> [Task instructions]:
Show every line of the items below that contains the word "negative". Case counts.

> [Records drawn from a dataset]:
■ ■ ■ ■
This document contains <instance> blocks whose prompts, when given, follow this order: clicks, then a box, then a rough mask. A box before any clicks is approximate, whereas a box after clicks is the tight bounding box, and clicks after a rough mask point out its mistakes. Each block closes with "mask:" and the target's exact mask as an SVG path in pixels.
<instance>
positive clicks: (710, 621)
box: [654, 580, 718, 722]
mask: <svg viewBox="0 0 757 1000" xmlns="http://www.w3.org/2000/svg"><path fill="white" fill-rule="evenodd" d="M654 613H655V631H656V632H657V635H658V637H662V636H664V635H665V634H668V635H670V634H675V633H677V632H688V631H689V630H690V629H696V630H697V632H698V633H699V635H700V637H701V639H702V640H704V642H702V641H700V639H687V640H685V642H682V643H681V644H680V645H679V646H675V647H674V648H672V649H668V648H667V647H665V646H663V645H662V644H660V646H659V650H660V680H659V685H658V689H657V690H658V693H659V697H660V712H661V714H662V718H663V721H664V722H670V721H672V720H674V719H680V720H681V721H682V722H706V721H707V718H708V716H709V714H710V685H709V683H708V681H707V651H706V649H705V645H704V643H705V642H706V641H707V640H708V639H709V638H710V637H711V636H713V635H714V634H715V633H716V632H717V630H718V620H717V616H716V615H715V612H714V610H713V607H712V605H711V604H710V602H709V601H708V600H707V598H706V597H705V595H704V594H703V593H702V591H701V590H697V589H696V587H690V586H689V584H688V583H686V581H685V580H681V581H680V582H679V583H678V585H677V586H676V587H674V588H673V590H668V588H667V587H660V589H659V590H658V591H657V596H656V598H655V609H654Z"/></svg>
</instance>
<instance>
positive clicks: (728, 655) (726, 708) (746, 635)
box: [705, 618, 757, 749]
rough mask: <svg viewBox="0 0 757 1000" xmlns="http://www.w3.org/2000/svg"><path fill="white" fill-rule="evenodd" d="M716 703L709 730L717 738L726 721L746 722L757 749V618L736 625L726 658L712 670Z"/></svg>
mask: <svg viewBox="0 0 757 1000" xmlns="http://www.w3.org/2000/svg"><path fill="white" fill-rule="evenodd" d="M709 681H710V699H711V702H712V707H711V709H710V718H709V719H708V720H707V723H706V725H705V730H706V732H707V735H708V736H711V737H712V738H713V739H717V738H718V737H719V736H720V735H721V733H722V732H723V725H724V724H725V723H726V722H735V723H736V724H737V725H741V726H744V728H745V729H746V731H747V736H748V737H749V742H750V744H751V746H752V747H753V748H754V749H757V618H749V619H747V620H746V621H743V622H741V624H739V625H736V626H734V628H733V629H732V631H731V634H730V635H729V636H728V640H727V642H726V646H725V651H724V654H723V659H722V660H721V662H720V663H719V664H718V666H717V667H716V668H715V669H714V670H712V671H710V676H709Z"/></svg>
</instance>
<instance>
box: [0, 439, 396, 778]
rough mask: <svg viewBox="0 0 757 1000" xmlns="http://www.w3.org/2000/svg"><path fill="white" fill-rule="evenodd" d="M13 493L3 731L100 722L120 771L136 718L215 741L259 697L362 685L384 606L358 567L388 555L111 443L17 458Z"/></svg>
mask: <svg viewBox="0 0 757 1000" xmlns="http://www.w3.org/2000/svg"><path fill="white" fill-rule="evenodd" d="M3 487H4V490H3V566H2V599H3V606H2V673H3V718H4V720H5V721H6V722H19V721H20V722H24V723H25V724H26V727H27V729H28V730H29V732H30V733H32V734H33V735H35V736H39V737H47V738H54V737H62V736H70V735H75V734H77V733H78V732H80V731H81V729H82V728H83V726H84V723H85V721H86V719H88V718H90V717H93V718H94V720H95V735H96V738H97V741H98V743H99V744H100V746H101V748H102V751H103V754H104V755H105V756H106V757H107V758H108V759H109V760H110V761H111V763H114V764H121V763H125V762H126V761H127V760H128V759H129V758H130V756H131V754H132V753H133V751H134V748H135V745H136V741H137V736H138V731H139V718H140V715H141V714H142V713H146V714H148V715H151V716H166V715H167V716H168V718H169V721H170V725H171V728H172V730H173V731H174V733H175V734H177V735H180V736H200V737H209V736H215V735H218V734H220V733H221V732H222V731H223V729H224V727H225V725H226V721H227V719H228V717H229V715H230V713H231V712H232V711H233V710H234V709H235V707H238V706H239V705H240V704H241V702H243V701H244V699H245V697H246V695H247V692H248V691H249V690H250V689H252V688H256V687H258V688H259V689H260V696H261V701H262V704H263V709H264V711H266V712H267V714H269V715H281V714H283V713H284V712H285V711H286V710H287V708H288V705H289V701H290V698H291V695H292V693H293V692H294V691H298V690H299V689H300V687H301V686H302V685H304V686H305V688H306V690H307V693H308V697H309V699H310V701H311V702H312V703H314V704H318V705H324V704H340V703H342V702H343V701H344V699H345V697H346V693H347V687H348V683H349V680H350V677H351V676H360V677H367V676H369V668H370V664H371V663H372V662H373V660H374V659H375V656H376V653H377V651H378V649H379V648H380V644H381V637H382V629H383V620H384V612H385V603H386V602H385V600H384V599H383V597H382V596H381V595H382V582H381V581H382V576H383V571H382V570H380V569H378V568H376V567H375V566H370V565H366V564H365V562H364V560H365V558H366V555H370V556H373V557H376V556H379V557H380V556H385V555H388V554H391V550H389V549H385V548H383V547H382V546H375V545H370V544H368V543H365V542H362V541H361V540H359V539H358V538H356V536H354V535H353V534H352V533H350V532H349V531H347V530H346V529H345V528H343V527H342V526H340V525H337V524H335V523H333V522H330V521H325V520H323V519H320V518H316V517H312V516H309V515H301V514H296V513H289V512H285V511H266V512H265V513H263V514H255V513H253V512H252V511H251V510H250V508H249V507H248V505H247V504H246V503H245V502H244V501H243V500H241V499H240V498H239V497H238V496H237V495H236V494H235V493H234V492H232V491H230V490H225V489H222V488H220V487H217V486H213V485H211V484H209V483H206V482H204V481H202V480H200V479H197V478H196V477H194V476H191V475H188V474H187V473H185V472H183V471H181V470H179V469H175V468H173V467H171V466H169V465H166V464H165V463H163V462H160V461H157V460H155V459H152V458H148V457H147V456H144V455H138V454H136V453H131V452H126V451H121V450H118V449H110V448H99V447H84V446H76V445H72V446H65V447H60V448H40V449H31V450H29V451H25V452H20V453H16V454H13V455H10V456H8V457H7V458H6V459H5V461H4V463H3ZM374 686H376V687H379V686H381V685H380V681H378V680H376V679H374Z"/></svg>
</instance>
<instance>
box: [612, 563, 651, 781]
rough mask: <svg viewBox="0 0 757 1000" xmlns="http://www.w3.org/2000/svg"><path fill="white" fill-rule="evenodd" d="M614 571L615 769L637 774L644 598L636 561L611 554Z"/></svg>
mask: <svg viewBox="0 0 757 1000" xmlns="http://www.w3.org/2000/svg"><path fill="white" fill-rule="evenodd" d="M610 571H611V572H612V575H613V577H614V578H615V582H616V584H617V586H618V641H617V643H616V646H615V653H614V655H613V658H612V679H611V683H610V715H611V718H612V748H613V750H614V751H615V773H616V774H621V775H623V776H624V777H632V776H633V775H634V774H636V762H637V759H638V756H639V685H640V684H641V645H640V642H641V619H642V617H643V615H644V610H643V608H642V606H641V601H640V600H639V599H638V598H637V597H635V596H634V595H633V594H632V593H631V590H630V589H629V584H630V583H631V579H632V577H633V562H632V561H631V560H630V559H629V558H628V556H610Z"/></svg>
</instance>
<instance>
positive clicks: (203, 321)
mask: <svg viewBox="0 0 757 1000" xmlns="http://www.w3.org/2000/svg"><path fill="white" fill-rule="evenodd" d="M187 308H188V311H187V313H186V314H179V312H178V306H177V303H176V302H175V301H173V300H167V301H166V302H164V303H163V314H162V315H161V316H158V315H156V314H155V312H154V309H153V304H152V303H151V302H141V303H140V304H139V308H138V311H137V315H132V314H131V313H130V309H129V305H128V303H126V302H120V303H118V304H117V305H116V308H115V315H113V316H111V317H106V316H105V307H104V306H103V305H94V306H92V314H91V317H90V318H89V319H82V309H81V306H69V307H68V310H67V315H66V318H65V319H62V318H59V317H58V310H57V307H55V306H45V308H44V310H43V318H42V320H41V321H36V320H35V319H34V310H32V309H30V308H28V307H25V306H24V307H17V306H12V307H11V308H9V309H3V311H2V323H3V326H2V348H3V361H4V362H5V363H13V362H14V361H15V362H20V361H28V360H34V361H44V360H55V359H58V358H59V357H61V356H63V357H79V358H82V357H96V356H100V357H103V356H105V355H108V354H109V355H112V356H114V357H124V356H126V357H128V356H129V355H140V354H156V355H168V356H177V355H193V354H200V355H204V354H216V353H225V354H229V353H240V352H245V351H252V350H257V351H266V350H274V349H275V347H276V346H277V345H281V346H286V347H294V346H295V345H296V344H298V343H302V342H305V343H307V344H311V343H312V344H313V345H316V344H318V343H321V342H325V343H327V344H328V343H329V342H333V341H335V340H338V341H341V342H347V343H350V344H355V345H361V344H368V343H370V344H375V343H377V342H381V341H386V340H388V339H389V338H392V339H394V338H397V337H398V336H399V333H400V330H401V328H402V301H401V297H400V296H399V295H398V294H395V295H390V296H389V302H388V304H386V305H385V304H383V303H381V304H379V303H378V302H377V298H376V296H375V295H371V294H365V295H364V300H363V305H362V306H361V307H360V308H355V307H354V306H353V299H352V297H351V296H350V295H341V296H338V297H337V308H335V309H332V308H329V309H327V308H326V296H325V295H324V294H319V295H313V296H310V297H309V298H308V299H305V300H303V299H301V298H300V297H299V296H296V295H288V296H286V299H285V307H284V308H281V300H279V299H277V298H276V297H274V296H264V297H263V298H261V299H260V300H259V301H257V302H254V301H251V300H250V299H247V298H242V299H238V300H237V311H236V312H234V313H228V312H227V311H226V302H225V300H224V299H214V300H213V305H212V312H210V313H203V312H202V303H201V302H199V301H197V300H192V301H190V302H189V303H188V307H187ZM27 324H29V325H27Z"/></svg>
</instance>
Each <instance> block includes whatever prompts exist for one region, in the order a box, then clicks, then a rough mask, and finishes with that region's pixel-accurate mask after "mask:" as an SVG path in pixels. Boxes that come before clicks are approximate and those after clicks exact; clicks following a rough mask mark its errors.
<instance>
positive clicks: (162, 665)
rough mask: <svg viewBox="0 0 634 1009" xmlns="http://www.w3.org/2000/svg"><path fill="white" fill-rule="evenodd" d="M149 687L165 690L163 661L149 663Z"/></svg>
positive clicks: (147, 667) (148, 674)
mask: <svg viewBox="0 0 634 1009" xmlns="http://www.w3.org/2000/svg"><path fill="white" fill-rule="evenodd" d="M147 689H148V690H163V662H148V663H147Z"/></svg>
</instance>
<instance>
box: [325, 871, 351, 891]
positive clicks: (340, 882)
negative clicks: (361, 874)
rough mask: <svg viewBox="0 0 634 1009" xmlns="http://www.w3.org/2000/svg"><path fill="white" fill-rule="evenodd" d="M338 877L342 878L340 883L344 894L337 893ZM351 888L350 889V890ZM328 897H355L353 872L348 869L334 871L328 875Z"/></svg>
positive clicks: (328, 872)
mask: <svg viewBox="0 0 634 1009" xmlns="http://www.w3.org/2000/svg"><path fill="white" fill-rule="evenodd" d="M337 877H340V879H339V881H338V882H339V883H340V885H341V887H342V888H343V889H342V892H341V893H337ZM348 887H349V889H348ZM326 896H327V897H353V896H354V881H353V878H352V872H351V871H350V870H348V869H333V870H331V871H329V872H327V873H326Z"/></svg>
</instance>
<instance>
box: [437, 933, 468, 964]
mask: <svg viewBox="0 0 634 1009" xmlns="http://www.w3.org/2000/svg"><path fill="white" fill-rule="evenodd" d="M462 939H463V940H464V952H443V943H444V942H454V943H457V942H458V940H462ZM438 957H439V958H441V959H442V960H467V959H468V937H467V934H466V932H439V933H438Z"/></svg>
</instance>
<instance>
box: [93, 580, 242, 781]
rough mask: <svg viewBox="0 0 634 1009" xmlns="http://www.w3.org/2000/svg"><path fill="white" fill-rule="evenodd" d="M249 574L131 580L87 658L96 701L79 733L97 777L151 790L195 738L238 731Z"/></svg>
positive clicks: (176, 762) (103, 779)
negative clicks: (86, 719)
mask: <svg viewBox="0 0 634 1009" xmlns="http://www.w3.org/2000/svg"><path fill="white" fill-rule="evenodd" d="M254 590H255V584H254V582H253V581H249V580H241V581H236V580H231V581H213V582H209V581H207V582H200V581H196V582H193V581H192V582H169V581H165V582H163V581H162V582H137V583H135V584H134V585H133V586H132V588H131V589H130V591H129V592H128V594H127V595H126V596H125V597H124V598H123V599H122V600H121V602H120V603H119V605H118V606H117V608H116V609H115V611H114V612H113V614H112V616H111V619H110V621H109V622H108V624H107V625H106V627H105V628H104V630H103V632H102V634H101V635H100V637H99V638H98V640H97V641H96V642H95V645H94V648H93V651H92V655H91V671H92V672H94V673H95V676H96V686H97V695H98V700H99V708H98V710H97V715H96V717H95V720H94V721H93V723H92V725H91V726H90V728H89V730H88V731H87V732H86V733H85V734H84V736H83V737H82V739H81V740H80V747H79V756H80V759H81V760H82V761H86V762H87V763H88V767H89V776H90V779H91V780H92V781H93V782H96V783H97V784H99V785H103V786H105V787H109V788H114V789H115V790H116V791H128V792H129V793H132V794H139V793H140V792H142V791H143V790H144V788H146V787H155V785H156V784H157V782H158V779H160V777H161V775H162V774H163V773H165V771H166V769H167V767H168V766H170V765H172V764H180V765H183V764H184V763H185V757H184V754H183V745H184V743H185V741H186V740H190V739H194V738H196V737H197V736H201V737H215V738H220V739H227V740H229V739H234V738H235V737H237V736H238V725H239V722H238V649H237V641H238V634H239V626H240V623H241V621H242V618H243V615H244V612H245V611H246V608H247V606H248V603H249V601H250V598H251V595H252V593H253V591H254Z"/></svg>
■ ■ ■ ■
> [Reply]:
negative clicks: (361, 874)
negative clicks: (86, 719)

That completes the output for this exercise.